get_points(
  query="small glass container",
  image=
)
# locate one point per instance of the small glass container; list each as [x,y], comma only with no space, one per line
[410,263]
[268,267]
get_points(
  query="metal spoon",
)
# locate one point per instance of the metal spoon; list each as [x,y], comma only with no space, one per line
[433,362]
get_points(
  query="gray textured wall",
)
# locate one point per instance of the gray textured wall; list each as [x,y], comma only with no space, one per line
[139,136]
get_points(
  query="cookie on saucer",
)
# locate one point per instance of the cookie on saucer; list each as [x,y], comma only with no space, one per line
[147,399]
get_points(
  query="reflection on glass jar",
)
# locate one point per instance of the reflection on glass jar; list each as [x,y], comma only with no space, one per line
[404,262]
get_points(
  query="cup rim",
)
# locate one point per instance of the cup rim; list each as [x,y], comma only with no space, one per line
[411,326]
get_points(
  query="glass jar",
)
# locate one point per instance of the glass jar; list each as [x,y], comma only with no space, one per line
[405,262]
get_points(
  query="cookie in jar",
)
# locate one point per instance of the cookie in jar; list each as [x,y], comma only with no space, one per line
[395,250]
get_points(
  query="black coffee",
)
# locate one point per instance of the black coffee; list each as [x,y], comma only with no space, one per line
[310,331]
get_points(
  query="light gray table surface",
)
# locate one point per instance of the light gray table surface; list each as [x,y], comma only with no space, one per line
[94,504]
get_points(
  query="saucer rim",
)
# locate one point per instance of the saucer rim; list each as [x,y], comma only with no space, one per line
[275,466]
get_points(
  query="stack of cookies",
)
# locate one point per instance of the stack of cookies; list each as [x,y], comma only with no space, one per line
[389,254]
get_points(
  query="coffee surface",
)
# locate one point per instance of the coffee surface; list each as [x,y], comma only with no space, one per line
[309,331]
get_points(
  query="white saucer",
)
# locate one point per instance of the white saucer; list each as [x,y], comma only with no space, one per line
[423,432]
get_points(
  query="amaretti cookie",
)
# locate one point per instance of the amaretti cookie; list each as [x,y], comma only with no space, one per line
• • • •
Problem to work on —
Pick out every line of the material that contains the string "white", matching case exactly.

Correct answer —
  query="white saucer",
# locate one point per instance of the white saucer; list each as [x,y], comma only with no space, one per line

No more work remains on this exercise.